Extrait de page →
++++++++++

Moins connu et célébré que les classiques L’Impossible Monsieur Bébé (1938) et La Dame du vendredi (1940), Allez coucher ailleurs n’en demeure pas moins une des screwball comedies les plus originales et réussies de Howard Hawks. Le film s’inspire de la véritable histoire de Roger Henri Charlier, ancien officier belge marié à une Américaine durant l’après-guerre et qui rencontra les pires difficultés pour la rejoindre aux États-Unis. En effet, la législation américaine était organisée pour faciliter l’accompagnement des épouses étrangères, mais absolument pas celui des maris. Howard Hawks réunit Hagar Wilde, sa scénariste de L’Impossible Monsieur Bébé, ainsi que Charles Lederer, celui de de La Dame du vendredi, afin d’extraire toute la substance comique de cette histoire. Dans toutes ses screwball comedies – à celles déjà citées, on peut ajouter le génial Boule de feu (1941), Chérie je me sens rajeunir (1952) et le tardif Le Sport favori de l’homme (1964) –, Howard Hawks place un homme immature et infantilisé face à une jeune femme espiègle qui va se jouer de lui dans réjouissant charivari amoureux. Ici, il s’agira du capitaine de l’armée française Henri Rochard (Cary Grant), forcé de s’acoquiner à la jeune Américaine Catherine Gates (Ann Sheridan), qui va lui servir d’interprète dans le cadre de la vaste mission de reconstruction de l’Allemagne d’après-guerre.

++++++++++

Extrait de données →
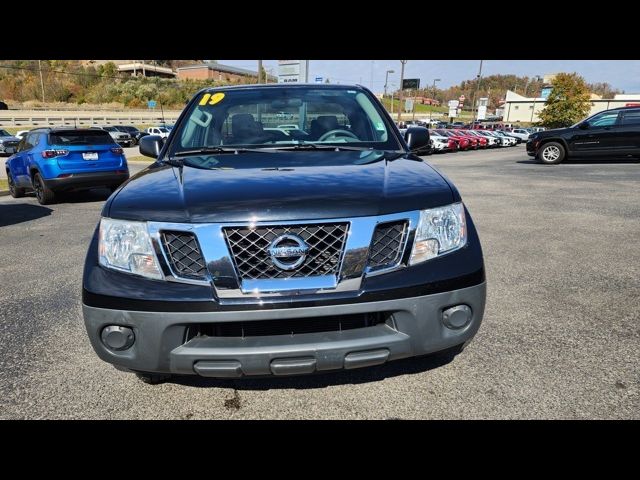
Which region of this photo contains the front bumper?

++++++++++

Tâches à réaliser →
• 1. D'après l'extrait sur Allez coucher ailleurs, quel acteur joue le capitaine Henri Rochard ?
• 2. Rédigez la suite de l'extrait sur Allez coucher ailleurs, en commençant juste après sa dernière phrase.

Tâches résolues →
• 1. Cary Grant.

• 2.
 

À cette opposition, classique au sein de son cinéma, Hawks ajoute une entreprise de démasculinisation de son héros au détriment de sa compagne de voyage. La première partie, qui dépeind leur périple à travers l’Allemagne, est à cet effet la plus réjouissante. Régulièrement titillé et moqué par Catherine, Henri sera humilié plus qu’à son tour. Cette domination s’affirme déjà par le moyen de transport utilisé, un sidecar piloté par Catherine, Henri étant réduit à l’état de passager dans le cockpit. C’est également la jeune femme qui prendra toutes les décisions durant le voyage, tandis que chaque initiative d’Henri le rabaissera toujours plus au travers de gags hilarants : soulevé par la barrière en voulant traverser une voie ferrée, sauvé de la noyade par Catherine, emprisonné et incapable de retrouver l’objet de sa mission suite à une mauvaise blague. Le rapport homme/femme implose complètement, Henri faisant office de « repos du guerrier » en massant Catherine après une journée de turpitude. C’est finalement elle, par son audace, qui concrétisera le rapprochement amoureux, Henri exprimant ses sentiments par une manifestation sensible – là aussi plutôt associée aux héroïnes des comédies romantiques de cette période. Une fois le couple établi, l’effacement de l’archétype de mâle viril et dominant se poursuivra néanmoins, en constant miroir de la première partie.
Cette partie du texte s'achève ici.